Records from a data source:
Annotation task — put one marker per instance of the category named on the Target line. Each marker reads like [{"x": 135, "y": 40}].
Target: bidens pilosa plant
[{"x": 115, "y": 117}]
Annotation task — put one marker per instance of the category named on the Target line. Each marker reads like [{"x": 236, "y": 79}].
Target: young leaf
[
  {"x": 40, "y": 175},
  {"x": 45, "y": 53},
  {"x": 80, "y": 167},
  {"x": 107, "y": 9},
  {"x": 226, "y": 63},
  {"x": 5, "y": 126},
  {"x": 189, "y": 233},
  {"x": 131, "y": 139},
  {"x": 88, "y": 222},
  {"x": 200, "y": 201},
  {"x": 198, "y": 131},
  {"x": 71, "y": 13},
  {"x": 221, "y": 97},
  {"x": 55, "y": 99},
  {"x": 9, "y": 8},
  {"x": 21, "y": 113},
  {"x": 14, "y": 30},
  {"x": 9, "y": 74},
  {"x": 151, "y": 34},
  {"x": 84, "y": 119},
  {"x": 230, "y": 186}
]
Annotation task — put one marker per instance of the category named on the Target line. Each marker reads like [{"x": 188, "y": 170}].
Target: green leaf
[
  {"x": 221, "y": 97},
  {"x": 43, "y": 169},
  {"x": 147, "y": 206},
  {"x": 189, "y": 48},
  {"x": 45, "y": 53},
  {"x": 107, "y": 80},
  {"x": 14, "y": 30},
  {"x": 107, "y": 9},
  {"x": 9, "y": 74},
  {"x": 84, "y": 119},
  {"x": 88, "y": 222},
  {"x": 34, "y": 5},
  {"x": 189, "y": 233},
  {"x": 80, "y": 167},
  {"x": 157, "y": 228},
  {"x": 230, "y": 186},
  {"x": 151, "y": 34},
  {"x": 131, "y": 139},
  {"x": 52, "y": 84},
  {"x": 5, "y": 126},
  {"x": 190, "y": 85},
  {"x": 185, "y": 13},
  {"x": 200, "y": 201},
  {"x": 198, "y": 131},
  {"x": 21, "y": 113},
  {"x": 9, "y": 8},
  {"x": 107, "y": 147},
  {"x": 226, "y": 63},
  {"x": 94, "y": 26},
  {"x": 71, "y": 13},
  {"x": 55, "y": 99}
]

### YOUR GOAL
Reproduce exactly the line containing "Target: young leaf" and every line after it through the end of the records above, and nothing else.

### REPLY TO THE TASK
Target: young leaf
[
  {"x": 40, "y": 175},
  {"x": 45, "y": 53},
  {"x": 80, "y": 167},
  {"x": 107, "y": 9},
  {"x": 226, "y": 63},
  {"x": 5, "y": 126},
  {"x": 189, "y": 233},
  {"x": 131, "y": 139},
  {"x": 88, "y": 222},
  {"x": 200, "y": 201},
  {"x": 198, "y": 131},
  {"x": 71, "y": 13},
  {"x": 221, "y": 97},
  {"x": 55, "y": 99},
  {"x": 9, "y": 8},
  {"x": 21, "y": 113},
  {"x": 14, "y": 30},
  {"x": 9, "y": 74},
  {"x": 151, "y": 34},
  {"x": 84, "y": 119},
  {"x": 230, "y": 186}
]
Annotation task — put one marker per instance of the category named on the Target line. Each marker reads like [{"x": 188, "y": 170}].
Target: green leaf
[
  {"x": 221, "y": 97},
  {"x": 43, "y": 169},
  {"x": 147, "y": 206},
  {"x": 189, "y": 48},
  {"x": 45, "y": 53},
  {"x": 107, "y": 80},
  {"x": 14, "y": 30},
  {"x": 107, "y": 9},
  {"x": 9, "y": 74},
  {"x": 84, "y": 119},
  {"x": 88, "y": 222},
  {"x": 34, "y": 5},
  {"x": 189, "y": 233},
  {"x": 80, "y": 167},
  {"x": 157, "y": 228},
  {"x": 230, "y": 186},
  {"x": 151, "y": 34},
  {"x": 131, "y": 139},
  {"x": 52, "y": 84},
  {"x": 5, "y": 126},
  {"x": 190, "y": 85},
  {"x": 185, "y": 13},
  {"x": 200, "y": 201},
  {"x": 198, "y": 131},
  {"x": 21, "y": 113},
  {"x": 9, "y": 8},
  {"x": 107, "y": 147},
  {"x": 226, "y": 63},
  {"x": 94, "y": 26},
  {"x": 71, "y": 13},
  {"x": 55, "y": 99}
]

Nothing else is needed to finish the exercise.